## start MATERIAL FOR THIS EXERCISE
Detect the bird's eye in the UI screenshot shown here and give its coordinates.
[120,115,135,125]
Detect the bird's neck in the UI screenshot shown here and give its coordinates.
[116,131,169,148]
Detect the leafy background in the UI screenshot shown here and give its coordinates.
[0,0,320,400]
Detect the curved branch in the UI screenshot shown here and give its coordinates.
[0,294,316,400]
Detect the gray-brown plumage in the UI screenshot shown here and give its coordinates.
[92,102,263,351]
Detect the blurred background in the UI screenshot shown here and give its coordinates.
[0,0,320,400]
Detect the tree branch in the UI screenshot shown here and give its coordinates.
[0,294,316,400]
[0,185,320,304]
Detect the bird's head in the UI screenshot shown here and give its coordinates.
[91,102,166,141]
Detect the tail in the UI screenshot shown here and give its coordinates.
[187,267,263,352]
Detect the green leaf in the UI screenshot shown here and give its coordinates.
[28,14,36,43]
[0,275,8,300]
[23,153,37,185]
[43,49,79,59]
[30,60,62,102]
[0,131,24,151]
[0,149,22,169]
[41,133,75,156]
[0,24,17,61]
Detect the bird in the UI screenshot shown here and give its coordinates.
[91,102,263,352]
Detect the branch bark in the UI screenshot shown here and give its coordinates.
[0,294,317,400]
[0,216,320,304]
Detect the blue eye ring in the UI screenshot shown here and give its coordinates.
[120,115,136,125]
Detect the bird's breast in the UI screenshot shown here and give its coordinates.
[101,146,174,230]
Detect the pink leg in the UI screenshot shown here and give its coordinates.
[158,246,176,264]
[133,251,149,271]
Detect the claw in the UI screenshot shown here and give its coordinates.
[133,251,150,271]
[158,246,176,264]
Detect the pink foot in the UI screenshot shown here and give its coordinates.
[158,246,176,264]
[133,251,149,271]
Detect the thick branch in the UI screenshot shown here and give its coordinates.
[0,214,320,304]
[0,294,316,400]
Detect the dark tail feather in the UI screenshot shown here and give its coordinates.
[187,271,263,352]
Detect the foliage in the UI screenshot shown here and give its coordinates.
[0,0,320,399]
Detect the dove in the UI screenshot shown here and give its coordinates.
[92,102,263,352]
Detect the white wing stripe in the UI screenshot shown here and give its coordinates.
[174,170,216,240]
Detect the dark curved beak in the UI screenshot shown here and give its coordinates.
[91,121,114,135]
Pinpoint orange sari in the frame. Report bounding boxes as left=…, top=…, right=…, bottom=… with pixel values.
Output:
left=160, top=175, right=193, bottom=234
## end MATERIAL FOR THIS EXERCISE
## start MATERIAL FOR THIS EXERCISE
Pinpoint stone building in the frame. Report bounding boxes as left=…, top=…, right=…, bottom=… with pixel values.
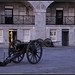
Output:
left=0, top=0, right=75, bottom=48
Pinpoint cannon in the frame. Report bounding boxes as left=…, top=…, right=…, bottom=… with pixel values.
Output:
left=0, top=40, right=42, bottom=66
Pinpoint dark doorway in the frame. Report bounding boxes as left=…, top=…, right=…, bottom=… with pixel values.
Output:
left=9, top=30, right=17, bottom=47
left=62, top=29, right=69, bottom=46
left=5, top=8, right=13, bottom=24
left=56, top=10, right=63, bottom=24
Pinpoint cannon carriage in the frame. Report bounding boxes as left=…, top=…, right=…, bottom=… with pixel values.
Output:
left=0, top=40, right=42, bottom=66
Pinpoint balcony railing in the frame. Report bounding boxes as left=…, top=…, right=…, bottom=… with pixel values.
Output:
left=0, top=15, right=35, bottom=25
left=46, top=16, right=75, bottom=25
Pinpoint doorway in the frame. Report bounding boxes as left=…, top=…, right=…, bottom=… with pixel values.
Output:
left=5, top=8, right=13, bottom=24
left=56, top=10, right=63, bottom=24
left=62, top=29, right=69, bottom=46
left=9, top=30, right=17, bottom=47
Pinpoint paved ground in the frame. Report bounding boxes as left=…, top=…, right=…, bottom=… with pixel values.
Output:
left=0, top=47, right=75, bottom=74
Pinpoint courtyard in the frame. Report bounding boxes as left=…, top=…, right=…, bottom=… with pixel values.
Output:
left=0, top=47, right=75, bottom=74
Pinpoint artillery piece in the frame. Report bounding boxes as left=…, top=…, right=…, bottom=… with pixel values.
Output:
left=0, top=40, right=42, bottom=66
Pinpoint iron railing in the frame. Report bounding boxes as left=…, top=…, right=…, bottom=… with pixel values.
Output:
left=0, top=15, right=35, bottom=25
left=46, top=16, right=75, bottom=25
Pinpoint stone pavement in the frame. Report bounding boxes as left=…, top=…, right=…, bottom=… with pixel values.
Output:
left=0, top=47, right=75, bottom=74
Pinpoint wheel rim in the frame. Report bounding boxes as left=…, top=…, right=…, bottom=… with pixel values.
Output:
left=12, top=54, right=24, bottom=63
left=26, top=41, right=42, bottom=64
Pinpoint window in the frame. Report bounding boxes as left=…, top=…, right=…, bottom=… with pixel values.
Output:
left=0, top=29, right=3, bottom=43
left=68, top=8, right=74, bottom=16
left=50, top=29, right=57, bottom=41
## end MATERIAL FOR THIS EXERCISE
## start MATERIAL FOR THIS EXERCISE
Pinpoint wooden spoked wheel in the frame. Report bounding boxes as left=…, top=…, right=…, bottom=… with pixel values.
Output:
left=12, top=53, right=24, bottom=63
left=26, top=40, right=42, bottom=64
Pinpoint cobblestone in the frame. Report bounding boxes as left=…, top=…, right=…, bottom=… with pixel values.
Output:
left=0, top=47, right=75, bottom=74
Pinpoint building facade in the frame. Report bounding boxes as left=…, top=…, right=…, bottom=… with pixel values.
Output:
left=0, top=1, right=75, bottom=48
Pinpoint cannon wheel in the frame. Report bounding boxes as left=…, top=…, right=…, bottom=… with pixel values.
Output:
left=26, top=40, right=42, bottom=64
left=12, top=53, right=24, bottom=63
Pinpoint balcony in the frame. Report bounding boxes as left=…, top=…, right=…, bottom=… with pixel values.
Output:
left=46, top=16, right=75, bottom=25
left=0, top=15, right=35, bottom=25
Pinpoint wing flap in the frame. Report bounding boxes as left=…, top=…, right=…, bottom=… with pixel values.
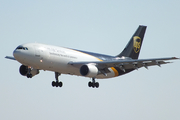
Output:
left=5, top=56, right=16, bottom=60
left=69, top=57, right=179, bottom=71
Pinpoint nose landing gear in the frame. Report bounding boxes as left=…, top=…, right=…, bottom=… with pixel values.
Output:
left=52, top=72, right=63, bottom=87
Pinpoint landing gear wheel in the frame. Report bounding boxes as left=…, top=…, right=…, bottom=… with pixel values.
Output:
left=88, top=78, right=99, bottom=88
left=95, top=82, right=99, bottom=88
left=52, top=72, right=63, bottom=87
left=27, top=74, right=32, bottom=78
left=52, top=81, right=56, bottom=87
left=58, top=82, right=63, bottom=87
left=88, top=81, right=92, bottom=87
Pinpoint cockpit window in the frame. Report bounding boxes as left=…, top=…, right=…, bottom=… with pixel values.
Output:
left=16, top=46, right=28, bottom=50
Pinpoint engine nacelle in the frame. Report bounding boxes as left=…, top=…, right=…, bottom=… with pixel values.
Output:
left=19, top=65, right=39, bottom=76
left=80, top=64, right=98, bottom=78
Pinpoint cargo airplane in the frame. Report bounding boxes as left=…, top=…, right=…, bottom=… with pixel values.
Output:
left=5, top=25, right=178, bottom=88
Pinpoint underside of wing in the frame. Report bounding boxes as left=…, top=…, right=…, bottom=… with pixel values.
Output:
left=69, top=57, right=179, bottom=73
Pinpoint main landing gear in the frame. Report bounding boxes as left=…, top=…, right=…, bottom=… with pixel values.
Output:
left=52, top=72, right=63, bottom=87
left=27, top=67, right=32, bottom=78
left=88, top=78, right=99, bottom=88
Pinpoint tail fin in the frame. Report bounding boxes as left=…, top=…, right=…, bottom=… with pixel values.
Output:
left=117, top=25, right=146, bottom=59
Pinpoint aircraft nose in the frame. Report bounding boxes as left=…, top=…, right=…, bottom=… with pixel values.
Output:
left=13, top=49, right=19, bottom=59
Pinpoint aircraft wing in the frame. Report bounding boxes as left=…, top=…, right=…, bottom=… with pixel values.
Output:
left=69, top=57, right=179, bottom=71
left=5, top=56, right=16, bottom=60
## end MATERIAL FOR THIS EXERCISE
OBJECTIVE — Replace "give its coordinates" with "report its bounding box" in the lines starting with the line containing "Detect the tree" and continuing through the line containing "left=160, top=175, right=193, bottom=234", leaving everything else unchanged. Provide only those lines.

OUTPUT —
Detect the tree branch in the UI screenshot shown here and report its bounding box.
[0,294,316,400]
[0,185,320,304]
Detect the bird's head in the UI screenshot shown here and report its bounding box.
[91,102,166,141]
Detect the tail in the UI screenshot shown here and report its bounding box.
[187,267,263,352]
Detect the green leaf in the UI screenshot shown here and report its bounding box.
[28,14,36,43]
[0,275,8,300]
[23,153,37,185]
[43,49,79,59]
[30,60,62,102]
[0,131,24,151]
[0,149,22,169]
[41,133,75,156]
[0,24,17,61]
Detect the bird in the UI screenshot shown here and report its bounding box.
[91,102,263,352]
Detect the branch bark in the UI screenshot shown here and report its bounding box.
[0,294,317,400]
[0,216,320,304]
Detect the blue eye ring in the UI screenshot shown here and report its bounding box.
[120,115,136,125]
Detect the bird's breast in the UI screenshot shown here and report its bounding box.
[101,146,174,230]
Detect the pink leg in the UI screenshot shown here and report its bounding box.
[158,246,176,264]
[133,251,149,271]
Detect the claw in the UI screenshot shown here and report its bounding box.
[133,251,150,271]
[158,246,176,264]
Detect the pink foot in the UI screenshot shown here and report its bounding box.
[158,246,176,264]
[133,251,149,271]
Detect the thick branch in the UI screenshot shown here and report its bounding box.
[0,214,320,304]
[0,294,316,400]
Detect the dark tail feather in the UI screenshot shown here and report its bounding box.
[187,271,263,352]
Detect the foliage in the UI screenshot shown here and report its bounding box.
[0,0,320,399]
Detect the dove in the UI screenshot shown here and report its bounding box.
[92,102,263,352]
Detect the white wing stripe in the UI screenshot shown here and report its bounding box.
[174,170,216,240]
Detect the dark curved beak in the UI screenshot shown here and report its bounding box.
[91,121,114,135]
Pinpoint orange sari in the frame. Report bounding boxes as left=…, top=…, right=…, bottom=… with pixel values.
Output:
left=160, top=175, right=193, bottom=234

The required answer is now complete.